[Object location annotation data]
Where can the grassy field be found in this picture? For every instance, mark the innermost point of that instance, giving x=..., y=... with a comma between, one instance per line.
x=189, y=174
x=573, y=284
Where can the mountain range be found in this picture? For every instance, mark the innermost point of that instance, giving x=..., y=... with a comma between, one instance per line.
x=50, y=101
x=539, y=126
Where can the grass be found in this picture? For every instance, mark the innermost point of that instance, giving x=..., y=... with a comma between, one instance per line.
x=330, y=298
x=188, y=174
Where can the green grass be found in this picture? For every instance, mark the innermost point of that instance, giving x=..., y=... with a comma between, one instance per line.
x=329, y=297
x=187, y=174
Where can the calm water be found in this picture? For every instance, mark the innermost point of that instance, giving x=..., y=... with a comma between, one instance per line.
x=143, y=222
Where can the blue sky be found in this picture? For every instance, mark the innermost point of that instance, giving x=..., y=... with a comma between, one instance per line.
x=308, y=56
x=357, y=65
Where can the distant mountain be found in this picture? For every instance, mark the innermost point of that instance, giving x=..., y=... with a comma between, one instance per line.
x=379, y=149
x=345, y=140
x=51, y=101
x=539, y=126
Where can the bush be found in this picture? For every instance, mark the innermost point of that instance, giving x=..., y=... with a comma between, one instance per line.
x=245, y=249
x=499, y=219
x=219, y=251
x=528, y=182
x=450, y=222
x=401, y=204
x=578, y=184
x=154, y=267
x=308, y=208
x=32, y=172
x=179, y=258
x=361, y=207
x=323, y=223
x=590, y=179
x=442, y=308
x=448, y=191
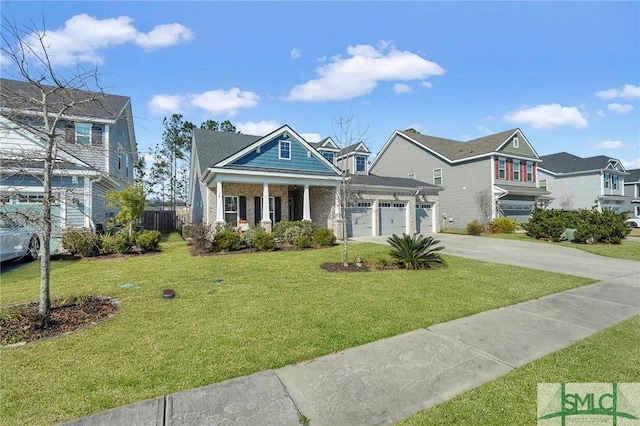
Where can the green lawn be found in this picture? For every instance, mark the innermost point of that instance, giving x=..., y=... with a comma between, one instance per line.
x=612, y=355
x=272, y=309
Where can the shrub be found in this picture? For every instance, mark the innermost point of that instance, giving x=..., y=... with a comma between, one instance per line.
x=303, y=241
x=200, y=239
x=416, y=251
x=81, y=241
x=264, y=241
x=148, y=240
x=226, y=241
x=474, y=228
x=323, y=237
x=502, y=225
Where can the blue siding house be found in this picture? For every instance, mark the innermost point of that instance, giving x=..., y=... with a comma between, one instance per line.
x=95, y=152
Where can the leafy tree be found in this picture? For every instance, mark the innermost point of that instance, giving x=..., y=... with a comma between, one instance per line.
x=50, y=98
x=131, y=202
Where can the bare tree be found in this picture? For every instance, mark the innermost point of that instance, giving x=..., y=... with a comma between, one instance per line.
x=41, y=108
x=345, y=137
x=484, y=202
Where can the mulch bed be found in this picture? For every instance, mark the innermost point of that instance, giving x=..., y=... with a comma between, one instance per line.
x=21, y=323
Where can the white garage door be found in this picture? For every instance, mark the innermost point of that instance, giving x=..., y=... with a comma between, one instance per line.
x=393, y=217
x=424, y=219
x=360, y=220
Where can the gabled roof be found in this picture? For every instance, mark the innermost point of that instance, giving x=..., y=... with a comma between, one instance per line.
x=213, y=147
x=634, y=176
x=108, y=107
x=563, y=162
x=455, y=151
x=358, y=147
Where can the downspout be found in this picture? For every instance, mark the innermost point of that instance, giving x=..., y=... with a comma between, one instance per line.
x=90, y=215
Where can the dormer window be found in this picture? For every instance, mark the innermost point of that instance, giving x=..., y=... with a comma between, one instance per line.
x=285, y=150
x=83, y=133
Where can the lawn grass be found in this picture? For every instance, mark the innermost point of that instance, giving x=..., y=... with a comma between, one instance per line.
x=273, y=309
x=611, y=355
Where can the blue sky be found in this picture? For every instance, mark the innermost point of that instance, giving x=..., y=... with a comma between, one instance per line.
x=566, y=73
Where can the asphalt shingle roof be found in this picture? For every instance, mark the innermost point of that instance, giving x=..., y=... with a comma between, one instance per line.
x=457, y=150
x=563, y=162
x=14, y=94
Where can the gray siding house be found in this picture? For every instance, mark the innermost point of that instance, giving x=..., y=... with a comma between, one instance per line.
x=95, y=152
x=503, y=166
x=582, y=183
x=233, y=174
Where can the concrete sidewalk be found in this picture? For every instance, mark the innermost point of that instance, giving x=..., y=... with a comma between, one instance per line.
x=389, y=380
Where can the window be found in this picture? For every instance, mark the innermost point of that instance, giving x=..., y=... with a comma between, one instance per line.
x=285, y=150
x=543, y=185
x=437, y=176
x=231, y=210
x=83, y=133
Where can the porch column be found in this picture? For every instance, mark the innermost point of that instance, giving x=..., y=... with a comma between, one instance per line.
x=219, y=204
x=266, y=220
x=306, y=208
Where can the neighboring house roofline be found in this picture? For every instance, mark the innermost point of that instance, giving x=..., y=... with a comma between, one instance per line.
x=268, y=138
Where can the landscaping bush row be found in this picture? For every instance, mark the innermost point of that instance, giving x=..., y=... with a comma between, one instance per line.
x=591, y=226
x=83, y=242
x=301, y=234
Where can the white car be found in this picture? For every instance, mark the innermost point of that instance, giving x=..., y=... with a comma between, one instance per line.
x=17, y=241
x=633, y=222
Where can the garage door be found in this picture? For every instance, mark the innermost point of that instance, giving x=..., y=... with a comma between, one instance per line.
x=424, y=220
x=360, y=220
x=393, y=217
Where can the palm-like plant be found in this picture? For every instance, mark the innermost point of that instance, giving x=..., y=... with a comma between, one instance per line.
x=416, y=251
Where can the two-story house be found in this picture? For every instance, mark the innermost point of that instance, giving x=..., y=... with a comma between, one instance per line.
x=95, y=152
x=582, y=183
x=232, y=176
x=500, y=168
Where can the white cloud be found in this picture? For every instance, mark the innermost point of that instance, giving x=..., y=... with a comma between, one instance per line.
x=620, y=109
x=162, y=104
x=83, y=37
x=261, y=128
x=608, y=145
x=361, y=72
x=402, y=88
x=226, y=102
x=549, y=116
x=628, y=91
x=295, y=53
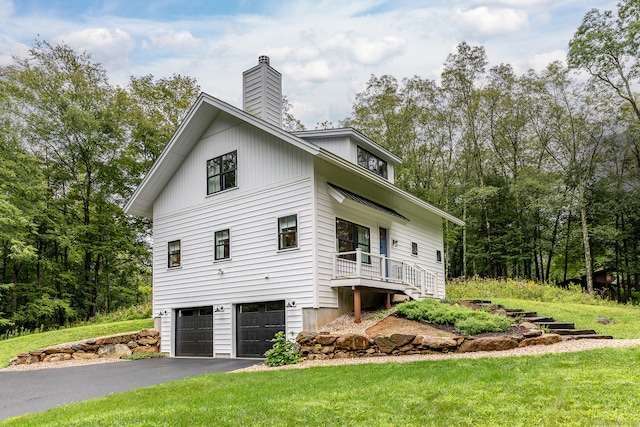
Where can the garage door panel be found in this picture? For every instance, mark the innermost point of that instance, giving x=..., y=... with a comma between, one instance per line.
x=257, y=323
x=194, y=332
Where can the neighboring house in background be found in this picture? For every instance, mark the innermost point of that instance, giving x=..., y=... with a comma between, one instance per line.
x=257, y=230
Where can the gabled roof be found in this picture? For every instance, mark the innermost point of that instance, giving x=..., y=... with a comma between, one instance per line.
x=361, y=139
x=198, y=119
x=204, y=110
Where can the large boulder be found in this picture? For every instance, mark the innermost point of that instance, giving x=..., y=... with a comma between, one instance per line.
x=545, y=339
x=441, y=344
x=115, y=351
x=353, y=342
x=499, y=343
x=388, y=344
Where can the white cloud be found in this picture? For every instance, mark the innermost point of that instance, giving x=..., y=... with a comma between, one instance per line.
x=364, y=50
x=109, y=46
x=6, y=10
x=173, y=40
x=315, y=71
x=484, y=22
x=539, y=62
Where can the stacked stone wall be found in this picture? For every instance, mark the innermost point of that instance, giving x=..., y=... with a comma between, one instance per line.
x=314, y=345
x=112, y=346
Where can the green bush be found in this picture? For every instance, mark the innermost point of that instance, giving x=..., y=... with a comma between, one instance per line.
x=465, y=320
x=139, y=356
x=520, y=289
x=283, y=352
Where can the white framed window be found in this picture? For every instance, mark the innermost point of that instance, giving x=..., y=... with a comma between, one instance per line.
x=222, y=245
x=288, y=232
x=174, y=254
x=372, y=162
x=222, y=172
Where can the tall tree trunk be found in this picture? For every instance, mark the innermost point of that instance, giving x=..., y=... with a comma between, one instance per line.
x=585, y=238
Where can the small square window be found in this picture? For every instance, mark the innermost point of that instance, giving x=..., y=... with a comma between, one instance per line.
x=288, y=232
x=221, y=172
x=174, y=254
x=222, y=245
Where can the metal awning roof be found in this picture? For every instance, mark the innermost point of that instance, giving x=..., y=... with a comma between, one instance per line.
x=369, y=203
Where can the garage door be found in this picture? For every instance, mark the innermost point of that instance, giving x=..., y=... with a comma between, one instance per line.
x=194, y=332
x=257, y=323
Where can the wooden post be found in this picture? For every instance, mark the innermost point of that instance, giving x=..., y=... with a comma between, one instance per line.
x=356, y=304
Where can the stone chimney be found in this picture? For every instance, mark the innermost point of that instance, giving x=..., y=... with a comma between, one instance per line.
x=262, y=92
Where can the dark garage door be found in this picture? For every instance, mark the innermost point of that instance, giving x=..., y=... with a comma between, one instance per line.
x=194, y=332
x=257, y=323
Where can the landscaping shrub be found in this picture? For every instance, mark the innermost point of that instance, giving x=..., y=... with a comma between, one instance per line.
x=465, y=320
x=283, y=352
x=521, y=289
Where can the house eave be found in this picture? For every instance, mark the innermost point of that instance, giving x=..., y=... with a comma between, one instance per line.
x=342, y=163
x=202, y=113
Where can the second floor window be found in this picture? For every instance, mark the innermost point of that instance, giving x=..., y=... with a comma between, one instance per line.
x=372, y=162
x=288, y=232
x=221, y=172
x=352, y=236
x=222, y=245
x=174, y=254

* * *

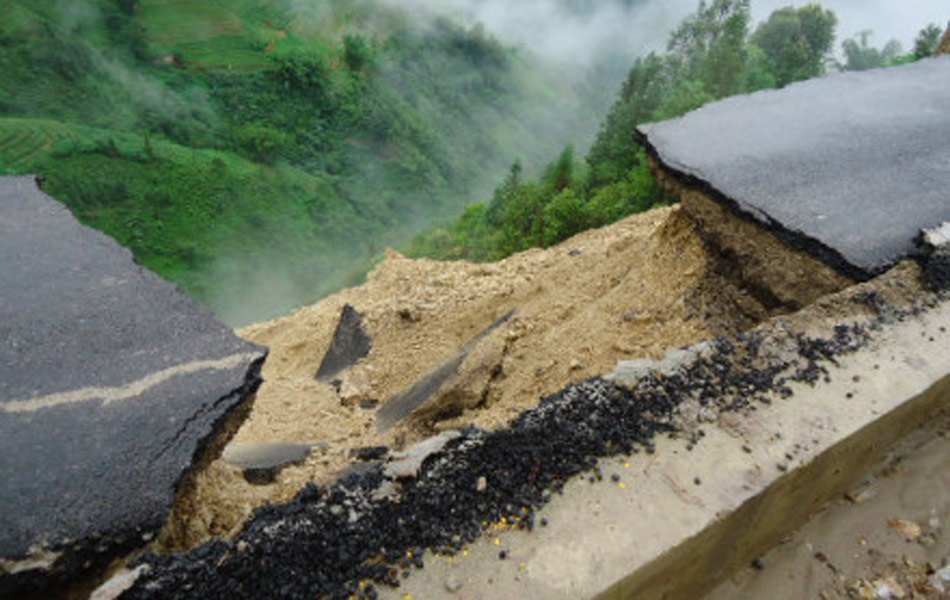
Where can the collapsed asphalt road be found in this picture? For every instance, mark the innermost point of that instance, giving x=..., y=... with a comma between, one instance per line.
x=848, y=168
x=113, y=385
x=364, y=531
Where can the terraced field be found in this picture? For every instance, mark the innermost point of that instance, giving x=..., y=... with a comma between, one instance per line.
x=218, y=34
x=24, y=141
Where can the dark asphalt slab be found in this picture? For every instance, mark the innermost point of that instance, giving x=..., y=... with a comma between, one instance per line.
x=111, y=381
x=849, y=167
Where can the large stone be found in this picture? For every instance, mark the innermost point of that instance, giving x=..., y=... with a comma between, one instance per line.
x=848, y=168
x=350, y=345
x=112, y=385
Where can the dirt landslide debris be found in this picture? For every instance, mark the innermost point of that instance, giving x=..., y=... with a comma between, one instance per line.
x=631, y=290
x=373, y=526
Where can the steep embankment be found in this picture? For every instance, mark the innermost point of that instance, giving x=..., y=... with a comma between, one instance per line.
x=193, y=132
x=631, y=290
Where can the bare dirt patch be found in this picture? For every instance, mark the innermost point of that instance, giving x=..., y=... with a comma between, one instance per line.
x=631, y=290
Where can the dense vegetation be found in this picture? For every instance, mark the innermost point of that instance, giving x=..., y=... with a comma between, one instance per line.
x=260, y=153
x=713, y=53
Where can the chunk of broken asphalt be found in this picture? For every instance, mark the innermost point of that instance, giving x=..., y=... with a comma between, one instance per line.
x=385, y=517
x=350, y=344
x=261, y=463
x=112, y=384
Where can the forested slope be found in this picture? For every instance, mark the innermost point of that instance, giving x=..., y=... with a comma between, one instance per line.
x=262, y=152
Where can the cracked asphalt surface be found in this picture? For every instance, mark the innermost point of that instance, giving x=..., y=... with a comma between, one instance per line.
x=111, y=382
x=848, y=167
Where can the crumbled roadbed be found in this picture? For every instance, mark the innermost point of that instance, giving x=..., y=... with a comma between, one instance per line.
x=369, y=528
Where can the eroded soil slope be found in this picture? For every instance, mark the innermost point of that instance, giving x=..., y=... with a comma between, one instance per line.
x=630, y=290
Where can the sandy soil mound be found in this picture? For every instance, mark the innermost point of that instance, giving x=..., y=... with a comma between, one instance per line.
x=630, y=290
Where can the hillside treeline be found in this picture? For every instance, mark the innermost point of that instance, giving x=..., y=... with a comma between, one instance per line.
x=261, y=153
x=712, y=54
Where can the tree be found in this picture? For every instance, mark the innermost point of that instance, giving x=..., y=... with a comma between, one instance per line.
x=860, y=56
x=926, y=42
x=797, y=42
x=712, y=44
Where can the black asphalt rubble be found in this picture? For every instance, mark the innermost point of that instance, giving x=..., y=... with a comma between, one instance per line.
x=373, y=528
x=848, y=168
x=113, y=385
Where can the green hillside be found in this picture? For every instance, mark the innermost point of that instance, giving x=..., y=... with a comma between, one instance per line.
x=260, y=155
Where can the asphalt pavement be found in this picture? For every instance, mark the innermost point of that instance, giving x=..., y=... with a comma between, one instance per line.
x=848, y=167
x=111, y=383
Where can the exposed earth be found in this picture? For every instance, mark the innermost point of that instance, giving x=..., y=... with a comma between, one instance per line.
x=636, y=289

--

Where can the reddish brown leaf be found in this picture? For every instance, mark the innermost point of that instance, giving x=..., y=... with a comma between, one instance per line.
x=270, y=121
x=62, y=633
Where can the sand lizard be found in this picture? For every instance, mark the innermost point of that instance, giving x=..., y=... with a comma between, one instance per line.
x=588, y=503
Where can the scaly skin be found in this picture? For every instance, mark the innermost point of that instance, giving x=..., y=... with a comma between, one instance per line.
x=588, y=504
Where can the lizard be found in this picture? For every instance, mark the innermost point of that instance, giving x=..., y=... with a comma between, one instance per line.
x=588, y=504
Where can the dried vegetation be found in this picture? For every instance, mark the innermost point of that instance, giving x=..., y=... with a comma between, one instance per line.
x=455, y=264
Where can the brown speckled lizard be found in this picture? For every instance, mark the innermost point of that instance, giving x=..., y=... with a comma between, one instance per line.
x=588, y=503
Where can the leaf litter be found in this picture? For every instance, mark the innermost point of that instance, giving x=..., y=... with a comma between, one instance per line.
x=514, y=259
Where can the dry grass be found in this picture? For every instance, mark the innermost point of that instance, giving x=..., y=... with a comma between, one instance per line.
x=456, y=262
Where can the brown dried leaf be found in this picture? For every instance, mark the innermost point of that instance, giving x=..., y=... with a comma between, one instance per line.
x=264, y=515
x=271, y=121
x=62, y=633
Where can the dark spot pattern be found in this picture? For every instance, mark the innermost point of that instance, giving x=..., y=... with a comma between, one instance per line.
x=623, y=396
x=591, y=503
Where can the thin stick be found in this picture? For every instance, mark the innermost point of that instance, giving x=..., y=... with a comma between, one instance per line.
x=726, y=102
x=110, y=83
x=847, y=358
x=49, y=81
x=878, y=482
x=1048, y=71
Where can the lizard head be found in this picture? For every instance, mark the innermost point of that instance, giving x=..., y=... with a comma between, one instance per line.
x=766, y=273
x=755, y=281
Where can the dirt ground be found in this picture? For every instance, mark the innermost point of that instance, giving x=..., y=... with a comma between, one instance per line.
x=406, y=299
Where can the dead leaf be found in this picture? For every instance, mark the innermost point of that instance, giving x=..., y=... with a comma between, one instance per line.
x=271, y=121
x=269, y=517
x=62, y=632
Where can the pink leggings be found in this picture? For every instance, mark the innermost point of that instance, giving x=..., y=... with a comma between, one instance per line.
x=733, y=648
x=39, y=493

> _Written problem_: Please convert everything from the line containing "Where can the large stone" down to the line containing "x=713, y=53", both included, into a JSON list of strings with one string per line and any blank lines omitted.

> _Written answer_:
[
  "Where can the large stone be found in this picture? For every instance, mark the innermost point of that instance, giving x=..., y=... with a comma between, one instance per line.",
  "x=848, y=168",
  "x=350, y=345",
  "x=112, y=385",
  "Where can the dirt landslide debris be found in this picture? For every instance, mark the innermost point of that instance, giving x=..., y=... with a comma between, one instance per line.",
  "x=631, y=290",
  "x=373, y=526",
  "Where can the steep embankment be found in this picture? For every instance, mark the innermost point of that instance, giving x=..., y=... with a comma between, one instance per line.",
  "x=193, y=132",
  "x=631, y=290",
  "Where can the bare dirt patch be found in this picture? For every instance, mark the innermost point of that instance, giving x=..., y=... with a comma between, one instance per line.",
  "x=631, y=290",
  "Where can the dense vegetation be found in this picture? For every instance, mark the innermost point of that instance, giving x=..., y=... with a comma between, one instance per line.",
  "x=260, y=153",
  "x=713, y=53"
]